Task to carry out: Reproduce the passage on offshoring below in full, word for word.

Excerpted passage:
━━━━━━━━━━
If your job involves interacting with a computer and/or a phone, and you could telecommute if your boss would let you, then your job is a prime candidate for offshoring.
According to SearchCIO.com, offshoring, "... a type of business process outsourcing ..., is the exporting of IT-related work from the United States and other developed countries to areas of the world where there is both political stability and lower labor costs or tax savings."
The public was first exposed to offshoring when the phone companies sent their directory assistance centers overseas. People would call Information, get a person who spoke English with a foreign accent, and conclude that the phone company had started hiring immigrants for the job. The only clue that these people might not be United States citizens was their lack of geographic knowledge. You couldn't ask them to try the next closest city to the one where they started their search because they had no idea what that city was! Now we know, of course, that those directory assistance operators are actually foreign nationals working in their native countries.
━━━━━━━━━━
Data lines:
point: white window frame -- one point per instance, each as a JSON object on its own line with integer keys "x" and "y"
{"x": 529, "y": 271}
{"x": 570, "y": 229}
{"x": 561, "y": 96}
━━━━━━━━━━
Complete answer:
If your job involves interacting with a computer and/or a phone, and you could telecommute if your boss would let you, then your job is a prime candidate for offshoring.
According to SearchCIO.com, offshoring, "... a type of business process outsourcing ..., is the exporting of IT-related work from the United States and other developed countries to areas of the world where there is both political stability and lower labor costs or tax savings."
The public was first exposed to offshoring when the phone companies sent their directory assistance centers overseas. People would call Information, get a person who spoke English with a foreign accent, and conclude that the phone company had started hiring immigrants for the job. The only clue that these people might not be United States citizens was their lack of geographic knowledge. You couldn't ask them to try the next closest city to the one where they started their search because they had no idea what that city was! Now we know, of course, that those directory assistance operators are actually foreign nationals working in their native countries.